• Exercise aim:
Swap every "dot" in the rows below for "marker" and give the rows again with nothing else changed.

• Dataset excerpt:
------------
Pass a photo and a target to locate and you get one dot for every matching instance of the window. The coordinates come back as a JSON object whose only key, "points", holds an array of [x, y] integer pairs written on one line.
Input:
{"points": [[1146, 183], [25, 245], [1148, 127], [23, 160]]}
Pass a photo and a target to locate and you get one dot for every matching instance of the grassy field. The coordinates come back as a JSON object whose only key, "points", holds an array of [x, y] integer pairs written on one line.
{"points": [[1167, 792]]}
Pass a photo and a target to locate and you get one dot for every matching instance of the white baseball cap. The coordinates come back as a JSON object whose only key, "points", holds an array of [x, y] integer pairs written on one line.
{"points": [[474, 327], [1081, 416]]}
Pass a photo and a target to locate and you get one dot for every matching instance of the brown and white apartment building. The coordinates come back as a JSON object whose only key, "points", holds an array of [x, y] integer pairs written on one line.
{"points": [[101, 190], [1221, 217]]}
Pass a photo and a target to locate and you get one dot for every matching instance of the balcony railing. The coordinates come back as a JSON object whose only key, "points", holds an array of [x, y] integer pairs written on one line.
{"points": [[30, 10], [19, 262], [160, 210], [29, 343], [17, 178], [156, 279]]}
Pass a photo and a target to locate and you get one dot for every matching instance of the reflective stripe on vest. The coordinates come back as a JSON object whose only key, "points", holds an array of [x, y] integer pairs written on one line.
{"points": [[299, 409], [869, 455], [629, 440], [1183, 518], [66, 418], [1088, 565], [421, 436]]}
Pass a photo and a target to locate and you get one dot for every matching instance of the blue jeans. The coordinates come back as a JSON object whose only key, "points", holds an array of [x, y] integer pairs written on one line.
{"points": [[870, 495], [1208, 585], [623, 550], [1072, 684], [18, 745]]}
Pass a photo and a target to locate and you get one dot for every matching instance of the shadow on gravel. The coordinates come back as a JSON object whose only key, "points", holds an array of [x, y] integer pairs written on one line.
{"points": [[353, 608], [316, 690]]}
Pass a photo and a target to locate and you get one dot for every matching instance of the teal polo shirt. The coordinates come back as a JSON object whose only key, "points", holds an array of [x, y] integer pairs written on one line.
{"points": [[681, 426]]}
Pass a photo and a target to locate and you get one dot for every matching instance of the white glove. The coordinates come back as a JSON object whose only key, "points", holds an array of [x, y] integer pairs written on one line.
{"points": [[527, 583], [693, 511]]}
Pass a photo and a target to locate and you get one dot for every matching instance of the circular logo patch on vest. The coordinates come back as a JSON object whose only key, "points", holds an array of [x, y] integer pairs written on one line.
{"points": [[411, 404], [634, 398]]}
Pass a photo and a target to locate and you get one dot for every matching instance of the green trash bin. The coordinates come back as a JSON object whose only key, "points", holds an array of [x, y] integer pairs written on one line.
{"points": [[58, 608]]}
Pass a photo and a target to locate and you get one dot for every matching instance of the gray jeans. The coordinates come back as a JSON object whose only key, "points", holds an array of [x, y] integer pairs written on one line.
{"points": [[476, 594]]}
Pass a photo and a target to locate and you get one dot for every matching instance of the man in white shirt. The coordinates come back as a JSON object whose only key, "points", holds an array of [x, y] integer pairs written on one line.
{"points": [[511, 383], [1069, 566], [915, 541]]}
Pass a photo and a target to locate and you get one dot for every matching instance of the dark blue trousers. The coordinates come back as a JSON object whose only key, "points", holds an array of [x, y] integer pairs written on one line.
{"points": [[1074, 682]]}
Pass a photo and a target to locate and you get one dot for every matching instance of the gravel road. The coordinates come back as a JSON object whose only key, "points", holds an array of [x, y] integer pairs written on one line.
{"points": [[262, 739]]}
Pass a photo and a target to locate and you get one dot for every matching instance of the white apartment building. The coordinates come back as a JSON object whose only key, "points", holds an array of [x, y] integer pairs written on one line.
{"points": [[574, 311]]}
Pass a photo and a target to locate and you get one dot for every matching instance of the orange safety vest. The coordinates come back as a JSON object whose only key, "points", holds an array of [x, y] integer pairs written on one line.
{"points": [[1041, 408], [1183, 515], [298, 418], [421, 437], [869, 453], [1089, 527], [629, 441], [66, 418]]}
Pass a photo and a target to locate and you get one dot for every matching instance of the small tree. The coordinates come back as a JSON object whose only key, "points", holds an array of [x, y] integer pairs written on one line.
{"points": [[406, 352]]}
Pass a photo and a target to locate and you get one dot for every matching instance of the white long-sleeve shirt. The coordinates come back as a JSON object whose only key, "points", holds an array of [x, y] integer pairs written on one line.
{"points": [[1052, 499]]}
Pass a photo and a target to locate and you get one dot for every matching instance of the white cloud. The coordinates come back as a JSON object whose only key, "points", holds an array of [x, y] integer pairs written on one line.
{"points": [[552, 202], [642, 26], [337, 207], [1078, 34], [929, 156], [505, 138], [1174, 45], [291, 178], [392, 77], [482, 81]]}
------------
• Solution to the exercise:
Pass a photo and a target to locate and you get one marker for every matching instance of the window. The coordinates come back as a JSON object whose only key, "points", holds an array of [x, y] integer pairs written on one line.
Input:
{"points": [[1146, 183], [25, 245], [1148, 127], [23, 160]]}
Pass a photo and a target to locate and you get one marker for every matching instance of the grassy field. The coordinates come back as a JSON object whose only key, "points", holds an array of [x, y] integer pairs written on one line.
{"points": [[1167, 792]]}
Pass a photo and a target to locate and you get one marker for every matching instance of the white baseball cap. The coordinates come back as a JSON object whose only key, "points", holds an array of [x, y] integer pairs written on one line.
{"points": [[474, 327], [1081, 416]]}
Pass a photo and a target to locate and you get one marker for every matching instance of the brown and white apartment building. The coordinates come back as a JSON object whose only key, "points", holds an array of [x, y] integer pairs written on one line.
{"points": [[101, 190], [1221, 217]]}
Pass a photo and a target to locate and you get one marker for every matching instance of the balcony railing. The coordinates come back as a JSON object whose only key, "points", holds an array of [x, y] integer pairs written on one line.
{"points": [[30, 10], [19, 262], [160, 210], [29, 343], [17, 178], [156, 279]]}
Pass a photo and a target to locate and you get one marker for every matching instance of the reflective stripe on vest. The coordinates come back as a JSON object whose only key, "points", holds an array of [x, y] integer pairs written on one line.
{"points": [[299, 409], [869, 455], [629, 440], [1183, 518], [66, 418], [1088, 565], [421, 436]]}
Pass a photo and a target to locate and you get one marker for every matching instance of the blue jeans. The coordinates come back as a JSON object whose only key, "points", holds an array of [x, y] integer pairs written on one line.
{"points": [[870, 495], [1208, 585], [623, 550], [1072, 684], [18, 745]]}
Pass a photo and a target to locate and you get one marker for every matching instance of the shadow on gravel. The coordinates come back as a JSON object whose only key, "points", holds an array of [x, y] integer pairs written on one line.
{"points": [[353, 608], [316, 690]]}
Pass a photo and a target to locate and you get one marker for every matching instance of the teal polo shirt. The coordinates come back as a JSON object whose only key, "points", holds an array of [x, y] integer pairs written on one line.
{"points": [[681, 426]]}
Pass a photo and a target to locate and you get one marker for every matching instance of the white glove. The coordinates come back as a JSON object whose only key, "points", holds an array of [x, y] integer pairs written on one line.
{"points": [[527, 583], [693, 511]]}
Pass a photo and a target to locate and you get one marker for every matching instance of the circular logo patch on vest. The coordinates come back as a JSON object whose only key, "points", holds an array of [x, y] integer pairs written on one line.
{"points": [[411, 404], [634, 398]]}
Pass a photo and a target to locate and you get one marker for every matching instance of the green trash bin. The coordinates come back as a JSON object whose only key, "points", holds an array of [x, y] integer pairs written on one line.
{"points": [[58, 608]]}
Pass a photo and a target to locate and you get one marker for every matching instance of the gray jeans. The coordinates come back as a JSON object whose only key, "points", holds an array of [x, y] integer pairs written on one line.
{"points": [[476, 594]]}
Pass a photo and a target to locate and you get one marker for every matching instance of the man in white shirt. The coordinates come back as a JSON object whose only key, "points", holds an array of [x, y] integer pairs written on one line.
{"points": [[511, 383], [1069, 566], [915, 541]]}
Pass a photo and a target to locate and you get one marker for every matching instance of the dark blue trousers. The coordinates come back as a JSON object whose only key, "points", holds an array of [x, y] integer pairs written on one line.
{"points": [[1074, 682]]}
Pass a photo and a target to locate and you get one marker for every matching instance of the gravel road. The coordinates come back as a JSON object whose only key, "points", holds an array of [x, y] integer pairs written on one line.
{"points": [[262, 739]]}
Pass a photo and a target to locate and you get one marker for every matching instance of the white apartment building. The coordinates come back as a JSON object whose only key, "points", holds an array of [x, y] integer pairs written on one line.
{"points": [[574, 311]]}
Pass a photo and a target to locate and you get one marker for every matching instance of the orange safety vest. The coordinates come back as a JSON object whose only key, "points", holds an array of [x, y] integer pairs written on one line.
{"points": [[1041, 408], [1183, 515], [298, 418], [421, 437], [869, 453], [1089, 527], [629, 441], [66, 418]]}
Pass a photo and a target to locate and you get one marker for every matching instance of the small tree. The coordinates come back as a JSON object whose only key, "points", holds an array of [x, y] integer pairs written on one line.
{"points": [[406, 352]]}
Pass a photo and a target to locate and you get one marker for every matching instance of the white long-sleeve shirt. The coordinates come back as a JSON object whose only key, "points", holds an array of [x, y] integer pairs written on one line.
{"points": [[1052, 499]]}
Pass a photo and a target to locate and you get one marker for every matching instance of the white cloud. The coordinates come back as a JSON object whose only key, "points", holds an array of [x, y] integer pairs written on one line.
{"points": [[552, 202], [642, 26], [337, 207], [1078, 34], [929, 156], [505, 138], [1174, 45], [291, 178], [392, 77], [482, 81]]}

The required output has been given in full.